*** PROVIDED TEXT

Beneath a quiet, silver sky,  
An astronaut walks, dreams soaring high.  
With each soft step on lunar dust,  
He leaves his mark, in stars, he trusts.  


## Advanced Options

Here are some more exotic parameters you can use. Their meaning is described right after the code.

In [5]:
from openai import OpenAI

client = OpenAI(api_key=OPENAI_API_KEY)

completion = client.chat.completions.create(
    model="gpt-4o-mini",
    messages=[
        {
            "role": "system",
            "content": "You are a helpful assistant."},
        {
            "role": "user",
            "content": "Write a very short poem about an astronaut on the Moon"
        }
    ],
    max_completion_tokens=256,
    n=3,
    temperature=0.7,
    frequency_penalty=0.5,
    logprobs=True
)

In [6]:
print(completion.choices[0].message.content)

Beneath the stars, in silence vast,  
An astronaut treads where dreams are cast.  
Footprints mark the lunar dust,  
In weightless wonder, hope and trust.  

With Earth a jewel in endless night,  
He dances softly in silver light.  
A quiet glance at the cosmic sea,  
In that stillness, he feels truly free.


In [7]:
print(completion.choices[1].message.content)

In silver dust, where shadows play,  
An astronaut drifts far away.  
Beneath the stars, so cold and bright,  
He whispers dreams in lunar night.  


For the full documentation you can look [here](https://platform.openai.com/docs/api-reference/chat/create) but here are my favorite parameters.

### Controlling OpenAI chat model behaviour
You can pass more arguments to control the behaviour of the model
- `max_completion_tokens`: An upper bound for the number of tokens that can be generated for a completion, including visible output tokens and reasoning tokens.
- `temperature`: What sampling temperature to use, between 0 and 2. Higher values like 0.8 will make the output more random, while lower values like 0.2 will make it more focused and deterministic. OpenAI documentation generally recommend altering this or top_p but not both.

### Controlling OpenAI response's additional information
- `response_format`: An object specifying the format that the model must output. Compatible with GPT-4o, GPT-4o mini. Typically used to return a JSON

- `n`: How many chat completion choices to generate for each input message. Note that you will be charged based on the number of generated tokens across all of the choices. Keep n as 1 to minimize costs.

### Open AI chat model - Very Advanced ðŸ’ª
- `frequency_penalty`: Number between -2.0 and 2.0. Higher increase token diversity.

******

_EXERCISES TO COMPLETE:_
a: Answer from the OpenAI chat settings text:
(i) What value does the code give `max_completion_tokens`?
(ii) What value of `n` does the text suggest to keep costs down?
(iii) Between which two numbers must `frequency_penalty` fall?
b: Carry the OpenAI chat settings text further, picking up after its last line.
The lines after this have nothing to do with the OpenAI chat settings text.

*** SUPPLIED RECORDS

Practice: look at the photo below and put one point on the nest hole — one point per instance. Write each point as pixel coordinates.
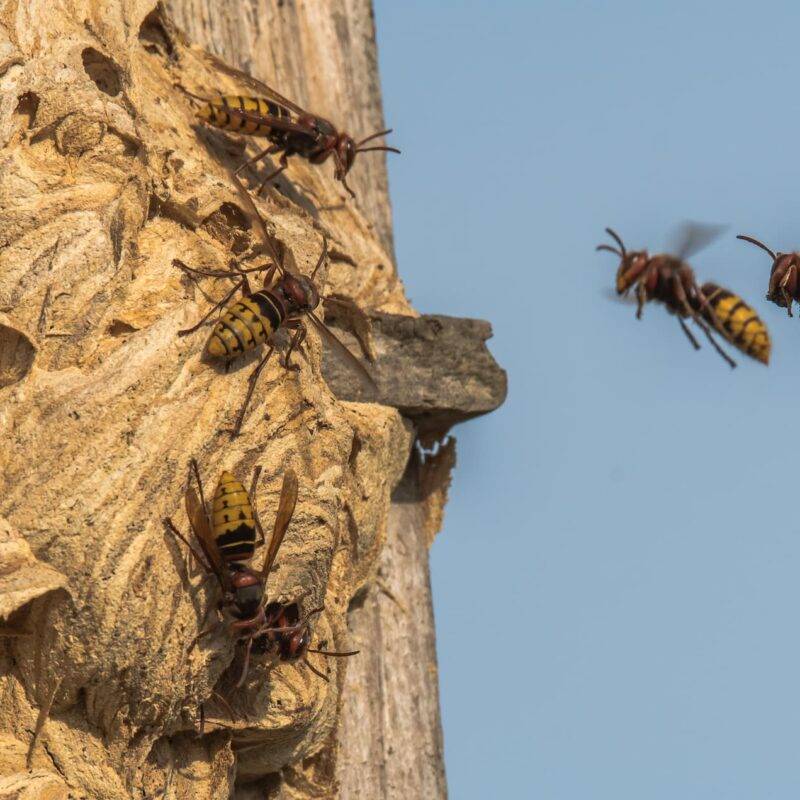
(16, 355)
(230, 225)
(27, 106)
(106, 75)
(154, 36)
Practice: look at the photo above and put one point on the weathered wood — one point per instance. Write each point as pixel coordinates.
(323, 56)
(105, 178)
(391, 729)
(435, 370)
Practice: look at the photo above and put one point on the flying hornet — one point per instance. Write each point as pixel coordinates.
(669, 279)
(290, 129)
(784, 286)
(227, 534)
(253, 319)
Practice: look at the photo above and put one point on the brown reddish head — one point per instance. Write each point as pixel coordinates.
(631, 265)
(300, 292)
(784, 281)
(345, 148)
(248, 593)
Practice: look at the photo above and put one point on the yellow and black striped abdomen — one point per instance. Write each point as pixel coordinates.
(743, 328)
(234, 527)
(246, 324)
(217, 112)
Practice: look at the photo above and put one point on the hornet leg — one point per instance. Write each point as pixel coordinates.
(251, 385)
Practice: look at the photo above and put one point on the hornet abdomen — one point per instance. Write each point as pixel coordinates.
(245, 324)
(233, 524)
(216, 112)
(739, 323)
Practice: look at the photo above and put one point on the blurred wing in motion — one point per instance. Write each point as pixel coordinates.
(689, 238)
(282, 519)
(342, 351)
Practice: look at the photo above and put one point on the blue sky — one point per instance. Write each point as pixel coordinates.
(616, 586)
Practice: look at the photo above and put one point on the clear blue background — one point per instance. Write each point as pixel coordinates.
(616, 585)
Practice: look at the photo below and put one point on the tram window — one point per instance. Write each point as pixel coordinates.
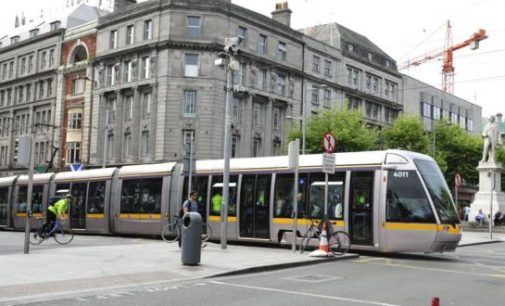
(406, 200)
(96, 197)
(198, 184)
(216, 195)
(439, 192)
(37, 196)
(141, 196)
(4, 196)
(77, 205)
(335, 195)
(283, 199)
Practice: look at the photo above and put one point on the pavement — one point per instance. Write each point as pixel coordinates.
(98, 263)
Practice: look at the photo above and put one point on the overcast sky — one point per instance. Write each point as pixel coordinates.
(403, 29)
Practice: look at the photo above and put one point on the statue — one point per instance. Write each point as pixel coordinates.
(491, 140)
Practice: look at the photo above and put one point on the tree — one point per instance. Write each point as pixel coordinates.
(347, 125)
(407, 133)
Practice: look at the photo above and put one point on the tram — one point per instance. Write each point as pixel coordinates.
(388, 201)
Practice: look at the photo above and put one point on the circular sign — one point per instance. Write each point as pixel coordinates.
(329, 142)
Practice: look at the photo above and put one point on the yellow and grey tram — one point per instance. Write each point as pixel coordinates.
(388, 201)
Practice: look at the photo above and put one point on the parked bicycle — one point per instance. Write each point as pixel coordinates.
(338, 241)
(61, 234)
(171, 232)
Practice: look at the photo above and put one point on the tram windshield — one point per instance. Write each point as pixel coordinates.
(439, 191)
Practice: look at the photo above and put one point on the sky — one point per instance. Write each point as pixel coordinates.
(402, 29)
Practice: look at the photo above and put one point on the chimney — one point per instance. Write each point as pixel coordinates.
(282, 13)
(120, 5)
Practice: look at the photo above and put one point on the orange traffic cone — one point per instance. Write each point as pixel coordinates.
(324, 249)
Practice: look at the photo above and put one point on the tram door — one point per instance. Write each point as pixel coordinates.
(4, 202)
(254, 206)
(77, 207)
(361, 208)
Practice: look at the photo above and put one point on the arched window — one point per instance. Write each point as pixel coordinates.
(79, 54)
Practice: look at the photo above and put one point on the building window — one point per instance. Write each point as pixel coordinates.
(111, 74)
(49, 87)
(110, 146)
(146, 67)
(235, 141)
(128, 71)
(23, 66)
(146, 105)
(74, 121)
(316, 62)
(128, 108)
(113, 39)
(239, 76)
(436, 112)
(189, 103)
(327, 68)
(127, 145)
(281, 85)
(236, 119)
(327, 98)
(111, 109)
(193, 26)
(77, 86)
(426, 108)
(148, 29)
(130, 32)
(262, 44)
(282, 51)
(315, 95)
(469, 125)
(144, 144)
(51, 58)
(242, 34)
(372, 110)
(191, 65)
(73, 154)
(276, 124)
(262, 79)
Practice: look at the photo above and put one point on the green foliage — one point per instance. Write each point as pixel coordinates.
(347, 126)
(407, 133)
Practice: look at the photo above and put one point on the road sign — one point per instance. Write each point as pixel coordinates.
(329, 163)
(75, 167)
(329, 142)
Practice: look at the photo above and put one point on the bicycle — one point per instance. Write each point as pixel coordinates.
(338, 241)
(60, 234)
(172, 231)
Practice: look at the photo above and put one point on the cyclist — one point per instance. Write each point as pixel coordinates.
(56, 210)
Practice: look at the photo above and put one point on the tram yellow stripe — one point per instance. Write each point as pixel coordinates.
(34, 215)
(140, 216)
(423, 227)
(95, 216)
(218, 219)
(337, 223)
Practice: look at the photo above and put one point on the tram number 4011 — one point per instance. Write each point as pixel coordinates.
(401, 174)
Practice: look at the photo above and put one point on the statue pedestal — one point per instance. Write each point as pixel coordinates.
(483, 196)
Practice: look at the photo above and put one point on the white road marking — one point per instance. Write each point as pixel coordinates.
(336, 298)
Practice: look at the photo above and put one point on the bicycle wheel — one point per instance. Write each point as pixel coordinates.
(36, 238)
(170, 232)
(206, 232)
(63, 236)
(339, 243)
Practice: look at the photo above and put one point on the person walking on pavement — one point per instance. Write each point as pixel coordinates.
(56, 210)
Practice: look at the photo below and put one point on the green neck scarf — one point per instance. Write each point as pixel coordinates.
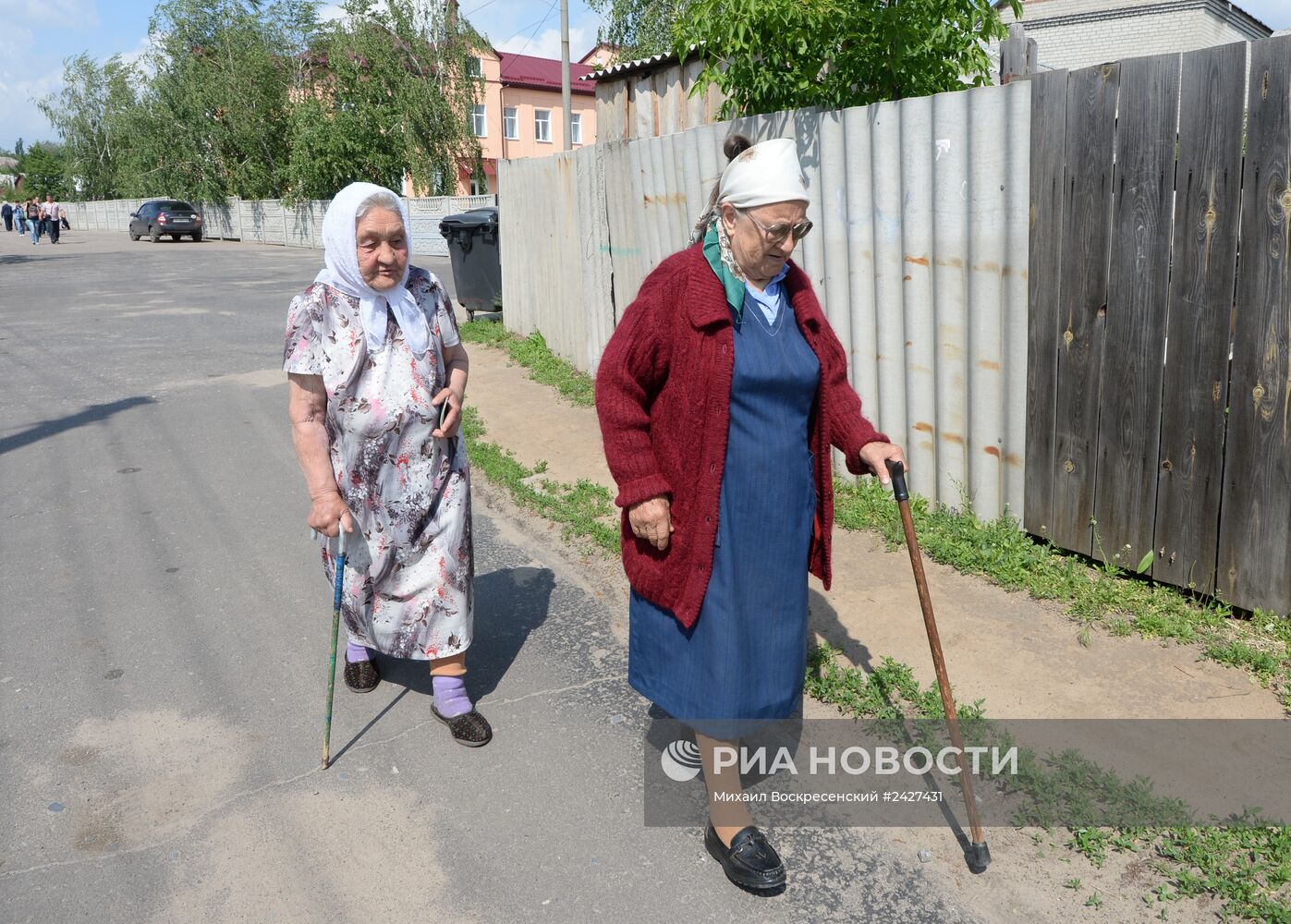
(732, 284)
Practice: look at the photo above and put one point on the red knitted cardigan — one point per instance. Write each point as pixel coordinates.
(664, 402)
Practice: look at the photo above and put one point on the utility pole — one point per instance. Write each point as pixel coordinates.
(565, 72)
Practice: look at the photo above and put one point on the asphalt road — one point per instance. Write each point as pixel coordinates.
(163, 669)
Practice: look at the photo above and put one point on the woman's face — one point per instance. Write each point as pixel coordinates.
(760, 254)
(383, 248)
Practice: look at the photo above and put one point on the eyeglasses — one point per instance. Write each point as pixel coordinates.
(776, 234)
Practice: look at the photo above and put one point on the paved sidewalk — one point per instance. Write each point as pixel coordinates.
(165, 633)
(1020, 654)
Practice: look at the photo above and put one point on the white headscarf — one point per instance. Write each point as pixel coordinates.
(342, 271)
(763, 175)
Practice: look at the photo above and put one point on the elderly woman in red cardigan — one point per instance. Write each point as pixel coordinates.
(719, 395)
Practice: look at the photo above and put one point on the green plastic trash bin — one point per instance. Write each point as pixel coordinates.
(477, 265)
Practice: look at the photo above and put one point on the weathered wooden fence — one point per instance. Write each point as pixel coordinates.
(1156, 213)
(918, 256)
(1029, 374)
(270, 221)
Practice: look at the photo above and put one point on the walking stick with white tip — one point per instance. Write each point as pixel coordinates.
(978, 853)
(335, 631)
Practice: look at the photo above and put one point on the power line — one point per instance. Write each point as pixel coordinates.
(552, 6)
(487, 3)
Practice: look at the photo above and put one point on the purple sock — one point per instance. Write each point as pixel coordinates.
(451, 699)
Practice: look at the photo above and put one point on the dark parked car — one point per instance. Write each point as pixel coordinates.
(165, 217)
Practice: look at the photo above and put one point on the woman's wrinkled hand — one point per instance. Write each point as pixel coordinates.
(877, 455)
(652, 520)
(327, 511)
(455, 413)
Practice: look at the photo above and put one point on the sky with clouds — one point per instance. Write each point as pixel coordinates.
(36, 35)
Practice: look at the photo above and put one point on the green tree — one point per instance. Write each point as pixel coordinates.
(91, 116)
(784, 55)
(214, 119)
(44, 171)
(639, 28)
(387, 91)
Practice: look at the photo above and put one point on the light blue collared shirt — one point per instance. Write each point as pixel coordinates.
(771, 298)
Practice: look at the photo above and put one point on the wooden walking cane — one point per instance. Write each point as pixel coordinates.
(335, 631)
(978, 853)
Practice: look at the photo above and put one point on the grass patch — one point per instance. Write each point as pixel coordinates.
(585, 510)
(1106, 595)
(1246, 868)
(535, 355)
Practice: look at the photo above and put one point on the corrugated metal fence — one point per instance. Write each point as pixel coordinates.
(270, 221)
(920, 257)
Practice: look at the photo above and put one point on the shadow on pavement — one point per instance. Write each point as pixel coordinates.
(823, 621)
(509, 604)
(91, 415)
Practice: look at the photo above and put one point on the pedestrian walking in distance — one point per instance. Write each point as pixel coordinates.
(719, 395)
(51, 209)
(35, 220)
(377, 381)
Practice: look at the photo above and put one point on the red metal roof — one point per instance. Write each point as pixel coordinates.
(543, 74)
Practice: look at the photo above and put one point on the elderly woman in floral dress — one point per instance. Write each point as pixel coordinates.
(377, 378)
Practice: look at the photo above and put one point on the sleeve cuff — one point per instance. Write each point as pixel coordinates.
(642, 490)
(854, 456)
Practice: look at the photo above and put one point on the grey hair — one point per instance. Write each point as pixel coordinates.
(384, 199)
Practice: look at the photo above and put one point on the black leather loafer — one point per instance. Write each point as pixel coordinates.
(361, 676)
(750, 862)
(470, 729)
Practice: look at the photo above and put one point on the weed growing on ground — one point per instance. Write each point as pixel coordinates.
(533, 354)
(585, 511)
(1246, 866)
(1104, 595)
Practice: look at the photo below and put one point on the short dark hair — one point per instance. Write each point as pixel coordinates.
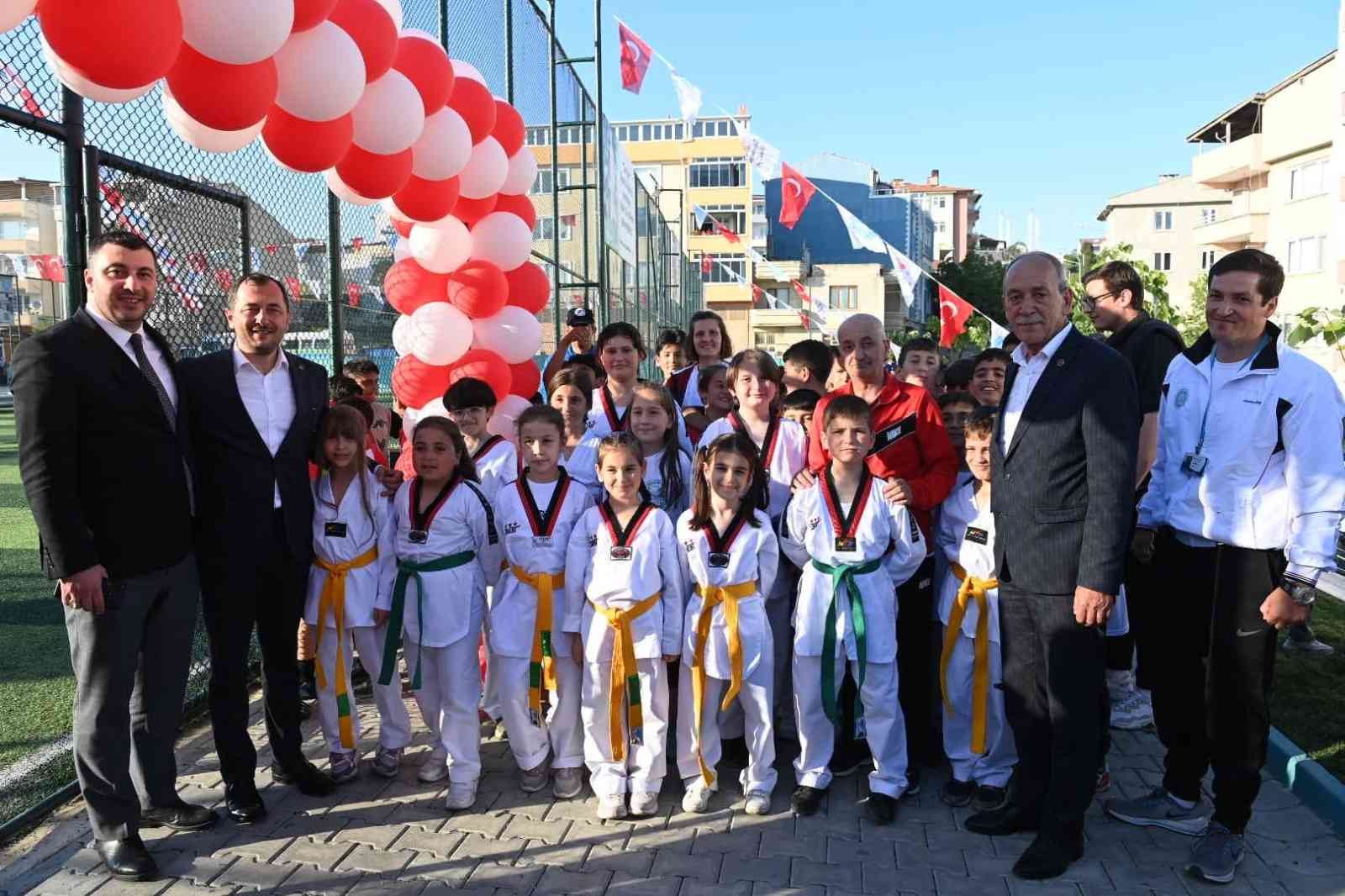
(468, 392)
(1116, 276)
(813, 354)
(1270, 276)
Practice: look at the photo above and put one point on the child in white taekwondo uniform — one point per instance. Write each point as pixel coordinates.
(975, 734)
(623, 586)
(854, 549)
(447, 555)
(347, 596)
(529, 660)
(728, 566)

******

_RESULTS OF THE EXERCISE:_
a:
(i) 256
(ii) 1
(iii) -2.0 and 2.0

b:
- `presence_penalty`: Number between -2.0 and 2.0. Hier increase token diversity. Inddded, positive values penalize new tokens based on whether they appear in the text so far.
- `top_p`: Changes the pool of token to sample from. So 0.1 means only the tokens comprising the top 10% probability mass are considered.

The following two are most used for evaluation / audit.
- `logprobs` (default to `False`): Whether to return log probabilities of the output tokens or not. If true, returns the log probabilities of each output token returned in the content of message
- `top_logprobs` (default to `null`): An integer between 0 and 20 specifying the number of most likely tokens to return at each token position, each with an associated log probability. logprobs must be set to true if this parameter is use

## Streaming
Without streaming you have to wait until the full response is created by the model to see it.
With **streaming** you see each token as soos as they are generated, like in the ChatGPT interface. Streaming provide a much better user experience.
Otherwise, if you don't have user-facing apps, you may not need it.

In [8]:
from openai import OpenAI

client = OpenAI(api_key=OPENAI_API_KEY)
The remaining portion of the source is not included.